> **Brano fornito**:
━━━━━━━━━━

Lo stiamo sperimentando in questi mesi di pandemia, sulla quale molto è stato già scritto. Forse anche troppo, come stanno cercando di fare scrittori, giornalisti, opinionisti, analisti di ogni genere. Eppure, basta una canzone a farci toccare con mano il fondo nudo della nostra anima. Il lato più nascosto di questa nostra vita ormai spogliata e disarmata.

Ci riesce molto bene la cantante Fiorella Mannoia che con i suoi testi riesce a dare voce alle nostre emozioni, alle nostre speranze ma anche alle nostre paure, alle nostre sottili disperazioni. Per dire, ad es., come canta nella sua ultima canzone, che forse non siamo “padroni di niente”. Una verità che questa pandemia ci sta fatto vivere sulla nostra pelle, dandoci la sensazione che tutto passa e nulla resta sotto il sole perchè niente dura davvero.

Passa, certo che passa. Il tempo cammina e lascia la sua traccia. Disegna una riga sopra la mia fronte come fosse la linea di un nuovo orizzonte” (Padroni di niente).

Pensavamo, infatti, che ci potessero bastare le distrazioni per farci dimenticare che siamo passeggeri, che siamo ospiti e non padroni. Tutte spicciole convinzioni che invece si sono rivelate essere solo delle illusioni. La pandemia ce li ha sottratti lasciandoci orfani. Chissà, forse abbiamo anche compreso che molte scelte e molti stili di vita non erano che vuoti a perdere. Contenitori blandi, pieni di cose futili: “Sono questi vuoti d’aria. Questi vuoti di felicità. Queste assurde convinzioni. Tutte queste distrazioni a farci perdere” (Il peso del coraggio).

Oltre alla vita normale, che cosa ci è stato tolto se non pezzi di vita artificiale ritenuti invece essenziali? Abbiamo fatto diventare normale ciò che normale non era, regolare ciò che contraddiceva i desideri più profondi della nostra sete di autenticità. Abbiamo trasformato i bisogni in capricci, come direbbe Bauman.

━━━━━━━━━━

> **Estratto del dataset**:
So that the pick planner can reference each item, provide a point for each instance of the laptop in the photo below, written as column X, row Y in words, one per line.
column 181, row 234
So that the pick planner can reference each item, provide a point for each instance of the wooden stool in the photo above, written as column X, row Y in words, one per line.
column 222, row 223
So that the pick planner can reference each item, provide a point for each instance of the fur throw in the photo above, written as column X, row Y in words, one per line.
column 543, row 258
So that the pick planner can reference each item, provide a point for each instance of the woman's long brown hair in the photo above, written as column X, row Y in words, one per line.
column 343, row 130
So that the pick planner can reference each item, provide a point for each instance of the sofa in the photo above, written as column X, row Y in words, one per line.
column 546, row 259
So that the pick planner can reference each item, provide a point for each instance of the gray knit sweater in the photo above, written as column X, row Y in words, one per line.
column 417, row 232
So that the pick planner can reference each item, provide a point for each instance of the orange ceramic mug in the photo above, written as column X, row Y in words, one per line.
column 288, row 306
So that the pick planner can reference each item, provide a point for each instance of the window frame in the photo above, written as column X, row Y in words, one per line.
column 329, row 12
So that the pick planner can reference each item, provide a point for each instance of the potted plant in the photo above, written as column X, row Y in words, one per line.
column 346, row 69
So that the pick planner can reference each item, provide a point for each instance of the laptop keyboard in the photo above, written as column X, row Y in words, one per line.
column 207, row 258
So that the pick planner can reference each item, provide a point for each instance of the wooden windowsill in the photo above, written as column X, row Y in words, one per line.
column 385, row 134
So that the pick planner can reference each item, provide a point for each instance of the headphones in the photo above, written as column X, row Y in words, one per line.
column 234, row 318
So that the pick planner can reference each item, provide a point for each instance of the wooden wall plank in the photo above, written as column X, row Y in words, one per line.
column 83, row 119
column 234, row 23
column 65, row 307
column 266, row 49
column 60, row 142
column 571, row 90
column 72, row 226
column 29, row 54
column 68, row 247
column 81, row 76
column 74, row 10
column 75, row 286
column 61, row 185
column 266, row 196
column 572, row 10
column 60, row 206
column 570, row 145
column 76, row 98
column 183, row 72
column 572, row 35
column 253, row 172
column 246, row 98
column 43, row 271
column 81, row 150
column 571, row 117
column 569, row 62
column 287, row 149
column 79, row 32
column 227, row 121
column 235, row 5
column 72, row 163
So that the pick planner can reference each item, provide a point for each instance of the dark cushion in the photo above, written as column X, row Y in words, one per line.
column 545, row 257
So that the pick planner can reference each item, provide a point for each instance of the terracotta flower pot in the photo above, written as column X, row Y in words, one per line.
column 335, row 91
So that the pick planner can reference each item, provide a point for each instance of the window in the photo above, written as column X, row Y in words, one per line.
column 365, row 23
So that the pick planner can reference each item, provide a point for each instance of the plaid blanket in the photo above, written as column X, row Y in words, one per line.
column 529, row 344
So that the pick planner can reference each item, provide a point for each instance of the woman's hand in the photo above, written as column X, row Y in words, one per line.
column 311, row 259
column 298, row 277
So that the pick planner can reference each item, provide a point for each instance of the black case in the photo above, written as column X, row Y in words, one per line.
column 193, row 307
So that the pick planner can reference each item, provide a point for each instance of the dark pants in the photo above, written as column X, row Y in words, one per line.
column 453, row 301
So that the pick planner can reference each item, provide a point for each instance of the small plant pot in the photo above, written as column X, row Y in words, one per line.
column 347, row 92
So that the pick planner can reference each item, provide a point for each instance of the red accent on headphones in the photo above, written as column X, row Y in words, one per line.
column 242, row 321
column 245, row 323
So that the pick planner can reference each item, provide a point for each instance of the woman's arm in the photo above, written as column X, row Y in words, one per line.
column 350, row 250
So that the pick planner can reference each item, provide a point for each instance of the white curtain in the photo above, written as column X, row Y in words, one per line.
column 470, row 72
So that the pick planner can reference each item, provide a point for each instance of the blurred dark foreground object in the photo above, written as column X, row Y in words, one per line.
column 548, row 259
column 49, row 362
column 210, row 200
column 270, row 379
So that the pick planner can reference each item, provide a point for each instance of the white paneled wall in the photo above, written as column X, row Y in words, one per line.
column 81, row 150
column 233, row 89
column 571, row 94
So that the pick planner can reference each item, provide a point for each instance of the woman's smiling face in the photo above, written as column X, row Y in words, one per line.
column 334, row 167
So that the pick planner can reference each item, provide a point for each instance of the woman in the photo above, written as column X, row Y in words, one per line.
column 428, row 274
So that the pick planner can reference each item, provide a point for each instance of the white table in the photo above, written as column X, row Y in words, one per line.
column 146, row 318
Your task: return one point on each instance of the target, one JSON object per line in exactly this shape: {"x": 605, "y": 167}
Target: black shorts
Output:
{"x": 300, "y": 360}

━━━━━━━━━━

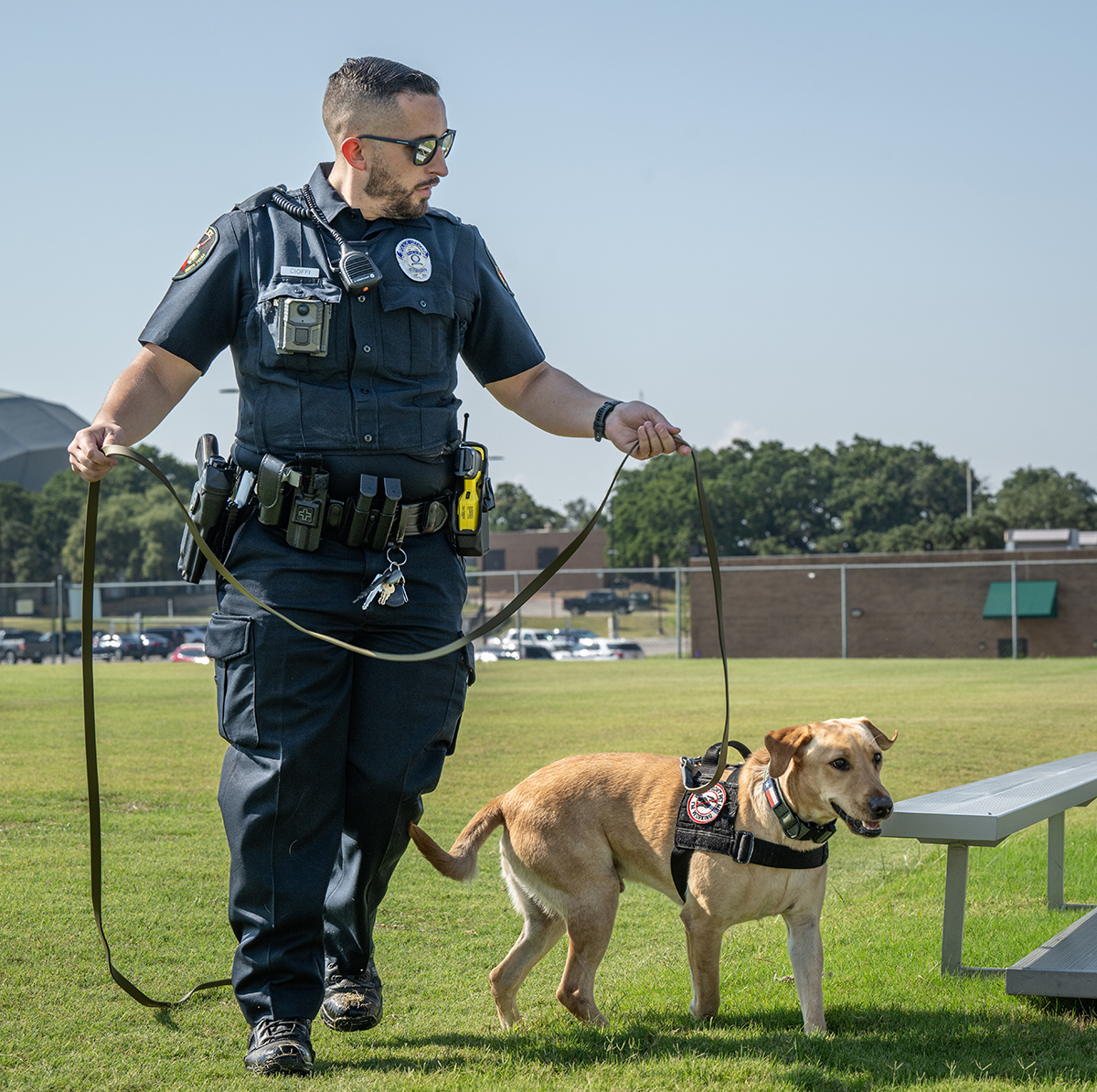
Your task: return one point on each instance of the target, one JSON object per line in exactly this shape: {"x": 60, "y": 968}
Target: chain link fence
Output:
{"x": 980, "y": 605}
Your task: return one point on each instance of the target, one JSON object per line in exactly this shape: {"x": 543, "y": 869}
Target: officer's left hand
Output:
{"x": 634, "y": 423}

━━━━━━━━━━

> **Problema 1**:
In che modo, secondo il brano sulla pandemia, la pandemia ci sta facendo vivere sulla pelle la verità di non essere "padroni di niente"? Rispondi in una o due frasi.
> **Problema 2**:
Scrivi il seguito del brano sulla pandemia, ripartendo subito dopo la sua ultima frase.

> **La tua risposta 1**:
Ci dà la sensazione che tutto passa e nulla resta sotto il sole, perché niente dura davvero.

> **La tua risposta 2**:
Abbiamo rinunciato a pensare, riducendo tutto a sole emozioni e gratificazioni. Abbiamo esorcizzato il dolore, e proprio da esso siamo stati colti di sorpresa. Impreparati a gestire la solitudine e la perdita, il distacco e la sofferenza. E, ora, ci sentiamo smarriti e persi. Disorientati e paralizzati. “Sono come buchi neri questi buchi nei pensieri. Si fa finta di niente. Lo facciamo da sempre. Ci si dimentica” (Il peso del coraggio).

Ed è arrivato il vuoto, che mentre ci ha spogliati è diventato anche un luogo in cui avere l’occasione per rimettere in piedi la nostra vita secondo nuove priorità, più vere e più autentiche. Un crisi che possiamo trasformare in una grande opportunità.

Ma per ricominciare dobbiamo evitare imposizioni e radicalismi vari, che nei tempi di paura è molto facile inculcare. Dobbiamo invece essere protagonisti di un cambiamento graduale, senza alcuna arroganza, alcuna presunzione, ma con grande senso di realtà. Con misura e determinazione, e anche con grande umiltà. Perché può accadere che “quando penso di voler cambiare il mondo poi succede che è lui che invece cambia me (…) che quando penso di voler salvare il mondo poi succede che è lui che invece salva me” (Padroni di niente).

Salvare le cose lasciandosi salvare dalle cose. Perché, prima della pandemia, il freudiano “principio del piacere” ci ha illusi che il mondo fosse tutto nel palmo delle nostre mani. Invece, sempre freudianamente parlando, dobbiamo vivere fino in fondo il “principio di realtà”. Non più pensando a un mondo che gira intorno a noi e al nostro solo io, ma pensare a un mondo da costruire anche intorno agli altri.

E ricominciare non vuol dire ritornare alle cose di prima. Quasi un tornare indietro piuttosto che un andare avanti. Al contrario, significa cambiare le cose per dare nuova forma alla nostra vecchia e abusata normalità. Infatti, “Sbaglia chi non cambia” Ma soprattutto sbaglia “Chi genera paura, chi alimenta rabbia” (Padroni di niente).

Se nulla dovesse cambiare, allora vuol dire che questa esperienza, oltre che tragica, è stata inutile, non insegnandoci nulla. Sono la resa e lo scoraggiamento le malattie che ora dobbiamo cercare di combattere, perchè ”la convinzione che non cambierà mai niente è solo un pensiero che inquina la mente” (Padroni di niente).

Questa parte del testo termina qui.